◆ **Work to do**:
Arrange every line of the records below as one numbered list, leaving out any blank lines.

── Source data ──

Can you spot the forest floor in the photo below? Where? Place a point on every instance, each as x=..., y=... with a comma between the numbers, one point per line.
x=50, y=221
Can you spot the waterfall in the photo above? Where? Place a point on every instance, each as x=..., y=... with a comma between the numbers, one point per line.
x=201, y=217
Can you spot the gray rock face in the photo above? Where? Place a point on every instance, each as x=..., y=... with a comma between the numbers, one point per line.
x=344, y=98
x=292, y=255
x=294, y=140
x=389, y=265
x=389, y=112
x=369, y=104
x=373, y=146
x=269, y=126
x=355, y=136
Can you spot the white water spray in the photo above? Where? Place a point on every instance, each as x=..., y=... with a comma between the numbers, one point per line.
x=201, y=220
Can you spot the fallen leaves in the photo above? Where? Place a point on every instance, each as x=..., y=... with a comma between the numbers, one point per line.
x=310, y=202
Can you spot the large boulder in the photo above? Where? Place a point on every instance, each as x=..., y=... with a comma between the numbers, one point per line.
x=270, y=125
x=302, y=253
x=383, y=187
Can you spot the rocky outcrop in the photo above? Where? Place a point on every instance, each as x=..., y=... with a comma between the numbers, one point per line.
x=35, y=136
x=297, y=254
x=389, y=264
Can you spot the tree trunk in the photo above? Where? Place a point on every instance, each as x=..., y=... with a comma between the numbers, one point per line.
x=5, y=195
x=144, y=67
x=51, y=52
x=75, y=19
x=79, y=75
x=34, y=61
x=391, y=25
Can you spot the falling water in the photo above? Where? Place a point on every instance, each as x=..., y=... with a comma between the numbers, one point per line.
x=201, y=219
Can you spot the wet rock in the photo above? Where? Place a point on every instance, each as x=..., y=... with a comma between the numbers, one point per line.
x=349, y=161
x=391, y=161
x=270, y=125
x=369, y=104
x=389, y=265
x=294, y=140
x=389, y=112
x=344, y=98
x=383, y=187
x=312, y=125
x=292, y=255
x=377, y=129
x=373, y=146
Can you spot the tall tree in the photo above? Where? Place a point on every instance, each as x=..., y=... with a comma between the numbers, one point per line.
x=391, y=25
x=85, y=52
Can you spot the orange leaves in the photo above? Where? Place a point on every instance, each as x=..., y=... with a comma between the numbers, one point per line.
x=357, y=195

───

◆ **Task output**:
1. Can you spot the forest floor in the photo below? Where? Place a point on every instance, each as x=..., y=... with a comma between the numbers, one point per line.
2. x=50, y=221
3. Can you spot the waterfall in the photo above? Where? Place a point on every instance, each as x=..., y=... with a comma between the numbers, one point per line.
4. x=201, y=217
5. Can you spot the gray rock face in the photo above? Where? Place a point on every instance, each as x=..., y=... with a comma between the numbers, one point per line.
6. x=344, y=98
7. x=292, y=255
8. x=294, y=140
9. x=389, y=265
10. x=389, y=112
11. x=369, y=104
12. x=373, y=146
13. x=269, y=126
14. x=355, y=136
15. Can you spot the white water spray in the photo above? Where? Place a point on every instance, each as x=..., y=... with a comma between the numbers, one point per line.
16. x=201, y=220
17. Can you spot the fallen leaves in the photo above? Where? Place a point on every instance, each as x=..., y=... with a comma between the numbers, one point per line.
18. x=310, y=202
19. Can you spot the large boulder in the photo above? Where? Place a point on every instance, each as x=..., y=... with a comma between the numbers, one point per line.
20. x=270, y=125
21. x=302, y=253
22. x=383, y=187
23. Can you spot the rocky outcrop in the photo above? Where? Place a point on every instance, each as x=..., y=... with a comma between the numbers, one point per line.
24. x=35, y=136
25. x=297, y=254
26. x=389, y=264
27. Can you spot the tree trunk in the photo above? Where? Place a point on every instance, each as x=..., y=... with a comma between the numbers, one point per line.
28. x=5, y=195
29. x=144, y=67
30. x=51, y=52
31. x=75, y=19
32. x=79, y=75
33. x=34, y=61
34. x=391, y=25
35. Can you spot the falling water in the photo above? Where? Place a point on every instance, each as x=..., y=... with a comma between the numbers, one point per line.
36. x=201, y=219
37. Can you spot the wet rock in the photo above? Where? Place a point on every instance, each as x=..., y=... with a comma between the numbers, one point per line.
38. x=349, y=161
39. x=391, y=161
40. x=270, y=125
41. x=369, y=104
42. x=389, y=265
43. x=294, y=140
44. x=389, y=112
45. x=344, y=98
46. x=383, y=187
47. x=312, y=125
48. x=292, y=255
49. x=377, y=129
50. x=373, y=146
51. Can you spot the tall tree in the photo above? Where? Place a point on every instance, each as x=..., y=... with a comma between the numbers, one point per line.
52. x=391, y=25
53. x=85, y=52
54. Can you spot the orange leaves in the photo above? Where? Place a point on every instance, each as x=..., y=... with a comma between the numbers, one point per line.
55. x=357, y=195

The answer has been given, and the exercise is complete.